◆ **Instructions**:
[a] In the message about passing a limit bound down to foreign and custom scans, why does the proposal use 0 to mean that the number of needed tuples is unknown?
[b] Write the next part of the message about passing a limit bound down to foreign and custom scans, starting after its last sentence.

◆ **Given passage**:
Re: PassDownLimitBound for ForeignScan/CustomScan

From: Kouhei Kaigai <kaigai(at)ak(dot)jp(dot)nec(dot)com>
To: Robert Haas <robertmhaas(at)gmail(dot)com>
Cc: Jeevan Chalke <jeevan(dot)chalke(at)enterprisedb(dot)com>, "pgsql-hackers(at)postgresql(dot)org" <pgsql-hackers(at)postgresql(dot)org>, Etsuro Fujita <fujita(dot)etsuro(at)lab(dot)ntt(dot)co(dot)jp>, Andres Freund <andres(at)anarazel(dot)de>
Subject: Re: PassDownLimitBound for ForeignScan/CustomScan
Date: 2016-09-14 01:07:46
Message-ID: 9A28C8860F777E439AA12E8AEA7694F80122A00D@BPXM15GP.gisp.nec.co.jp
Views: Raw Message | Whole Thread | Download mbox | Resend email
Thread:
Lists: pgsql-hackers

> On Tue, Sep 13, 2016 at 3:48 AM, Kouhei Kaigai <kaigai(at)ak(dot)jp(dot)nec(dot)com> wrote:
> > Sorry for my late.
> >
> > The attached patch fixed the wording problems on SGML part.
>
> I agree that we should have some way for foreign data wrappers and
> custom scans and perhaps also other executor nodes to find out whether
> there's a known limit to the number of tuples that they might need to
> produce, but I wonder if we should be doing something more general
> than this. For example, suppose we add a new PlanState member "long
> numTuples" where 0 means that the number of tuples that will be needed
> is unknown (so that most node types need not initialize it), a
> positive value is an upper bound on the number of tuples that will be
> fetched, and -1 means that it is known for certain that we will need
> all of the tuples. This might be relevant to the executor batching
> stuff that Andres has been working on, because you could for example
> set ps->numTuples == 1 on the inner side of a semi-join, warning the
> executor node that it shouldn't bother trying to batch anything.

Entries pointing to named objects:

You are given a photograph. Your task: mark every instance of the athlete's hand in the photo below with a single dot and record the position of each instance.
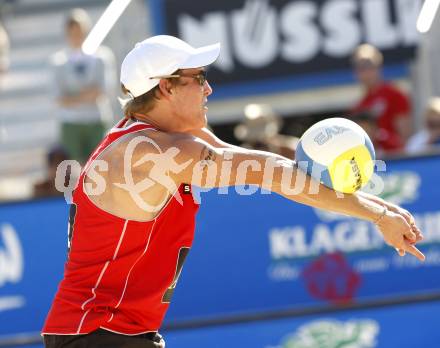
(400, 234)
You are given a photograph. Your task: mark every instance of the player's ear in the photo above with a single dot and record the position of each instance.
(166, 88)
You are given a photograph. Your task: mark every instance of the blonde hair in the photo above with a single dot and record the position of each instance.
(369, 53)
(137, 105)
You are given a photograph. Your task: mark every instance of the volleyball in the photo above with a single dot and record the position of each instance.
(338, 153)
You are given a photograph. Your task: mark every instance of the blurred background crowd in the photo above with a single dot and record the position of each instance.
(284, 65)
(56, 101)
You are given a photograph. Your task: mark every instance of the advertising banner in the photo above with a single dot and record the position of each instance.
(290, 44)
(33, 244)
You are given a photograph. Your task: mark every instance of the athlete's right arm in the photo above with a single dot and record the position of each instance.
(204, 165)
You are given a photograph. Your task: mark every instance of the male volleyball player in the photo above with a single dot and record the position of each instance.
(128, 242)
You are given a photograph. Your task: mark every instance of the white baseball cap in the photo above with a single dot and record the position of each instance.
(162, 55)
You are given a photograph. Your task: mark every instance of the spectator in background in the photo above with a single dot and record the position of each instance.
(260, 131)
(428, 138)
(82, 83)
(389, 106)
(46, 187)
(4, 50)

◆ **Task-by-task results**:
[a] With 0 meaning unknown, most node types would not need to set the proposed "long numTuples" member at all.

[b]
>
I also think the generic approach is a preferable direction.

In the current implementation calls recompute_limits() on the first
invocation of ExecLimit and ExecReScanLimit. Do we expect the
ps->numTuples will be also passed down to the child nodes on the same
timing?
I also think this new executor contract shall be considered as a hint
(but not a requirement) for the child nodes, because it allows the
parent nodes to re-distribute the upper limit regardless of the type
of the child nodes as long as the parent node can work correctly and
has benefit even if the child node returns a part of tuples. It makes
the decision whether the upper limit should be passed down much simple.
The child node "can" ignore the hint but can utilize for more optimization.

> On a more practical level, I notice that you haven't adapted
> postgres_fdw or file_fdw to benefit from this new callback. It seems
> like postgres_fdw could benefit, because it could fetch only the
> required number of tuples if that happens to be a smaller number than
> the configured fetch_size.
>
It is because of just my time pressure around the patch submission days.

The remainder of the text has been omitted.